▸ CONSIGNE 1
Selon le passage sur la législation en commission, à quelle date le Conseil constitutionnel a-t-il rendu sa décision n° 2017-757 DC ?
▸ CONSIGNE 2
Relevez tous les reproches adressés à la procédure législative dans le passage sur la législation en commission.
▸ CONSIGNE 3
Prolongez le texte sur la procédure de législation en commission à partir de sa dernière phrase.

▸ PASSAGE
● ● ● ● ● ● ●

I – Les institutions constitutionnelles

A – Les pouvoirs politiques : le pouvoir exécutif (…)

B – Les pouvoirs politiques : le Parlement et la procédure législative

Le retour de la procédure de « législation en commission » devant le Conseil constitutionnel (Déc. n° 2017-757 DC, 16 janv. 2018, Résolution pérennisant et adaptant la procédure de législation en commission). À l’instar de la loi dont elle encadre l’édiction, la procédure législative est souvent accusée d’être trop complexe, trop bavarde et trop longue. En réponse à ces critiques, les réformes destinées à simplifier la procédure parlementaire d’élaboration des textes se sont multipliées ces dernières années. Dans sa décision n° 2017-757 DC du 16 janvier 2018, le Conseil constitutionnel a donné son aval à l’inscription dans le règlement du Sénat de la résolution du 14 décembre 2017 pérennisant et adaptant la procédure de « législation en commission, en veillant cependant à ce que la chambre haute ne confonde pas, à l’avenir, vitesse et précipitation ».

● ● ● ● ● ● ●

Éléments conservés d'une collection
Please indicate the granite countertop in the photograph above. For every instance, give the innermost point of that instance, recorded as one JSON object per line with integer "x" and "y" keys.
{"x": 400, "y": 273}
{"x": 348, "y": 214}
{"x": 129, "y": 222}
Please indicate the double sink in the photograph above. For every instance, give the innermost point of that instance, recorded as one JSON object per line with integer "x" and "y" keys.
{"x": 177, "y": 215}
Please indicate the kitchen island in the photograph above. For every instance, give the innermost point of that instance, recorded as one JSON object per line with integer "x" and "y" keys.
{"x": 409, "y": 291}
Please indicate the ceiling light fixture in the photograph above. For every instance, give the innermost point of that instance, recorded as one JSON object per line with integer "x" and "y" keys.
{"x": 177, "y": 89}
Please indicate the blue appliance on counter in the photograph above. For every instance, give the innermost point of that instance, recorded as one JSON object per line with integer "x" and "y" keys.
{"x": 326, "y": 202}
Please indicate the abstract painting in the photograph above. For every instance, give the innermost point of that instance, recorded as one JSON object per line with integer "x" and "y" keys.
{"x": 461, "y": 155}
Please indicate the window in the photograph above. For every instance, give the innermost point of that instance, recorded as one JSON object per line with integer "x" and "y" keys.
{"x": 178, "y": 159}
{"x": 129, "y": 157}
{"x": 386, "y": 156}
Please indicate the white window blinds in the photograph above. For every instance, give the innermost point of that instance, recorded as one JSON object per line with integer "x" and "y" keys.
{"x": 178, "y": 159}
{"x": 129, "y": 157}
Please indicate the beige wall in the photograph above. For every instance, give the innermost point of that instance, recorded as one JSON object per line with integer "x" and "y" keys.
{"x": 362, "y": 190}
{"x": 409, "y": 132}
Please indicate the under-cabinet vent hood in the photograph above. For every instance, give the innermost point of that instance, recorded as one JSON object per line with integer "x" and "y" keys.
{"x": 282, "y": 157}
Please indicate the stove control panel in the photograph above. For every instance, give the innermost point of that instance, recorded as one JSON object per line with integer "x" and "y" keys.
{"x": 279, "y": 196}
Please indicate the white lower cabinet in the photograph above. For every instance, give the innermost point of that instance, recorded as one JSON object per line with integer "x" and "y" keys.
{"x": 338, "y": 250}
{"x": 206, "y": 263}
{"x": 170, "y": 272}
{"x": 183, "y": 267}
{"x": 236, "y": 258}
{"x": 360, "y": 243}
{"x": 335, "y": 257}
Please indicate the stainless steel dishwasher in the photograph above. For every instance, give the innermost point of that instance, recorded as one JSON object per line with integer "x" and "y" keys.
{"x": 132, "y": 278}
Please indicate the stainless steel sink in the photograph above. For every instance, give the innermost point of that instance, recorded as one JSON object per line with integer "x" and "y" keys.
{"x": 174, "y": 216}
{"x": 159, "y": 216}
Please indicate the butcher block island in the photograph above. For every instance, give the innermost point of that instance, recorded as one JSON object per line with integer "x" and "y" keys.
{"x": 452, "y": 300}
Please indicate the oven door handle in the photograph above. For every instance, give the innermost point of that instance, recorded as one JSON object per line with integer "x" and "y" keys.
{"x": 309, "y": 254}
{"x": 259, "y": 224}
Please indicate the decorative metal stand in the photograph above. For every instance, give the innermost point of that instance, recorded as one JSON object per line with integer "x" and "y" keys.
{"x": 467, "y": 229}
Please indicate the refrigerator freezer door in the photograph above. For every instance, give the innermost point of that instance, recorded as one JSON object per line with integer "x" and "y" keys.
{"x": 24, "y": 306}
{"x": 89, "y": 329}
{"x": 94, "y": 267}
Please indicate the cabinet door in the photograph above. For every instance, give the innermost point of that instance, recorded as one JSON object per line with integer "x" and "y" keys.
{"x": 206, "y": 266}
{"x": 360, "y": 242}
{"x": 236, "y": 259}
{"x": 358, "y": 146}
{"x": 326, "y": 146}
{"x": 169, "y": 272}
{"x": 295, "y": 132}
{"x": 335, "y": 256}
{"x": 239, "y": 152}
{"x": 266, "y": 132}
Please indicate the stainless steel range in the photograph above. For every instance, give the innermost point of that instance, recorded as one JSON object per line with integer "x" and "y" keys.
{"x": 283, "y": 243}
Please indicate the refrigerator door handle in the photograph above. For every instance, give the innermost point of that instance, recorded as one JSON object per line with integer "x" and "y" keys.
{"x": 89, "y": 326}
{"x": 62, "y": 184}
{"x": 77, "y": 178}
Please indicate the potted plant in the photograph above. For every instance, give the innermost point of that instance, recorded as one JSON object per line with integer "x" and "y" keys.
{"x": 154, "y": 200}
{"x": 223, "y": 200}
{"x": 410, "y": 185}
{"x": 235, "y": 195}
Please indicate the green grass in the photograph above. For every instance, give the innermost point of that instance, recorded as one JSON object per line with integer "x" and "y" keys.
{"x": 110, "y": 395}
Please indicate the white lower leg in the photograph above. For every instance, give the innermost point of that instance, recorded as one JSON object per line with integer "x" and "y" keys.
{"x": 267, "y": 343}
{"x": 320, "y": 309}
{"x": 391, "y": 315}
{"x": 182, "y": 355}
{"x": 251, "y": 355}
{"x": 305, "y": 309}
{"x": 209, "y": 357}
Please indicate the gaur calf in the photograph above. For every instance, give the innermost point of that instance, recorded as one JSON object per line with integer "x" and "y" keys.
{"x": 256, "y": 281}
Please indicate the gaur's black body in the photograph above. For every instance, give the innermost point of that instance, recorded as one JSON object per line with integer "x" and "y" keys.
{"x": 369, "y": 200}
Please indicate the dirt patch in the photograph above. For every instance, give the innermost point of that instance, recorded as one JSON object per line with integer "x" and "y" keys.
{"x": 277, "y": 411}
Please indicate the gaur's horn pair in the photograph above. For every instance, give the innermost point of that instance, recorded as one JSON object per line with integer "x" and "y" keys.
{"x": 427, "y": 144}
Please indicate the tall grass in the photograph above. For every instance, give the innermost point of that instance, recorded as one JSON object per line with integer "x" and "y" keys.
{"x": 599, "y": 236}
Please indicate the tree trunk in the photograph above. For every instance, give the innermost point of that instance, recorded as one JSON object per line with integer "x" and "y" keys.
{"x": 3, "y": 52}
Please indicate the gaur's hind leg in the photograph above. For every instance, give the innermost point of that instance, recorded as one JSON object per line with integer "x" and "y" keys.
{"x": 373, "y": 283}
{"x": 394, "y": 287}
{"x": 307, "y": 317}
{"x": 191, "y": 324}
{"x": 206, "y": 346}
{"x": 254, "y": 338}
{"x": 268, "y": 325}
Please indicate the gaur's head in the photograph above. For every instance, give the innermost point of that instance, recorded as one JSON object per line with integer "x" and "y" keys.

● ● ● ● ● ● ●

▸ RÉPONSE 1
Le 16 janvier 2018.

▸ RÉPONSE 2
Trop complexe ; trop bavarde ; trop longue.

▸ RÉPONSE 3
Sous la Ve République, pendant plusieurs décennies, la question de la qualité de la procédure législative n’a pas suscité de réelles discussions. Les mécanismes de parlementarisme rationalisé introduits en 1958, tels que le vote bloqué (article 44, alinéa 3), l’engagement de la responsabilité du gouvernement sur un texte (article 49, alinéa 3) ou les règles de fixation de l’ordre du jour (article 48), étaient censés permettre à la majorité d’obtenir l’adoption de son programme législatif dans des délais raisonnables. Toutefois, à partir du début des années 1980, deux phénomènes conjugués – l’obstruction parlementaire et l’augmentation du nombre de textes inscrits à l’ordre du jour – ont profondément alourdi le processus d’adoption des textes. Afin de faire face à ce phénomène, les deux assemblées ont expérimenté dans leur règlement des procédures d’examen simplifié des textes qui ont été progressivement ajustées. Dans une résolution adoptée le 4 octobre 1990, le Sénat a introduit une « procédure de vote sans débat » et une « procédure de vote après débat restreint »1. De son côté, l’Assemblée nationale a modifié une première fois son règlement le 7 mai 1991 afin d’y introduire une « procédure d’adoption simplifiée »2. Cependant, conformément à sa jurisprudence traditionnellement très stricte en matière de contrôle de constitutionnalité des règlements des assemblées3, le Conseil constitutionnel a très largement encadré les dispositifs de simplification de la procédure législative, au point de leur faire perdre une grande partie de leur intérêt en interdisant la limitation du droit d’amendement en séance.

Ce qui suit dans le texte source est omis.